* WHAT TO DO
Each record must reappear in the answer exactly as it is written.

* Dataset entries
=== Section Start ===

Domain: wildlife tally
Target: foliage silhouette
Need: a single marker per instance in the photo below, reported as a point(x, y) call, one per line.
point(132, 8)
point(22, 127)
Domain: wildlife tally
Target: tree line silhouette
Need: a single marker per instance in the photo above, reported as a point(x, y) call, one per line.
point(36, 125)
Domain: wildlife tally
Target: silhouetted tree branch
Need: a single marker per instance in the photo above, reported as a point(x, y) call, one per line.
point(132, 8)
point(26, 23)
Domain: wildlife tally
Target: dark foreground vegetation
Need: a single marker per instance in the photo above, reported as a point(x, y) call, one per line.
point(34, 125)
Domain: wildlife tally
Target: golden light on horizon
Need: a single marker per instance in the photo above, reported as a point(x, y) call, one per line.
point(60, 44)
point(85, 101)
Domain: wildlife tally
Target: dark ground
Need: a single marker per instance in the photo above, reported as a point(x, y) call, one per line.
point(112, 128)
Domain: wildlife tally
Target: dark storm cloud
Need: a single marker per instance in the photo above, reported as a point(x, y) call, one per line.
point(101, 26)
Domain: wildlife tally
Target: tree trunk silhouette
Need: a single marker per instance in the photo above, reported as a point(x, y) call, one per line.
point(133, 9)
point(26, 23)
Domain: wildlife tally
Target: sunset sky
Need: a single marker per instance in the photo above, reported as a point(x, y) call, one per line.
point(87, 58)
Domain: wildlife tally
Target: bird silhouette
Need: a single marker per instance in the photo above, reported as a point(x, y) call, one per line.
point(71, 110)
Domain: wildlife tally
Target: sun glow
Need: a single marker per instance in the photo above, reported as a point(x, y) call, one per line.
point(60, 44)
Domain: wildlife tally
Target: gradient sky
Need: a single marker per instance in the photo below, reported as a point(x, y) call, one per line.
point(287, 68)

=== Section End ===

* ANSWER BOX
Domain: wildlife tally
Target: foliage silhouette
Need: a single marker per instance in the photo below, reported as a point(x, y) call, one per line.
point(132, 8)
point(22, 127)
Domain: wildlife tally
Target: tree line silhouette
Need: a single marker per instance in the photo above, reported as a point(x, y) call, one per line.
point(36, 125)
Domain: wildlife tally
Target: silhouetted tree branch
Need: a single marker per instance in the photo above, reported as a point(x, y) call, one per line.
point(132, 8)
point(26, 23)
Domain: wildlife tally
Target: dark foreground vegetation
Need: a single marker per instance in the photo above, reported as a point(x, y) call, one per line.
point(34, 125)
Domain: wildlife tally
Target: golden light on horizon
Need: a single marker per instance in the photo above, reported as a point(x, y) call, one per line.
point(60, 44)
point(85, 101)
Domain: wildlife tally
Target: dark ground
Need: a single marker per instance in the photo above, reported as a point(x, y) call, one per line.
point(112, 128)
Domain: wildlife tally
Target: dark storm cloud
Need: a single marker per instance in the photo above, reported as a point(x, y) call, one per line.
point(101, 26)
Domain: wildlife tally
Target: tree trunk silhouette
Need: a single marker per instance in the photo above, reported as a point(x, y) call, one per line.
point(133, 9)
point(26, 23)
Domain: wildlife tally
Target: sunset sky
Need: a single marker per instance in the photo above, reported as a point(x, y) call, one per line.
point(87, 58)
Domain: wildlife tally
Target: bird silhouette
Need: a single marker per instance in the photo above, reported as a point(x, y) call, one per line.
point(71, 110)
Domain: wildlife tally
Target: sun glow
Need: a single marker per instance in the photo above, reported as a point(x, y) call, one per line.
point(60, 44)
Domain: wildlife tally
Target: gradient sky
Need: a single marker per instance in the photo below, reported as a point(x, y) call, one per line.
point(287, 68)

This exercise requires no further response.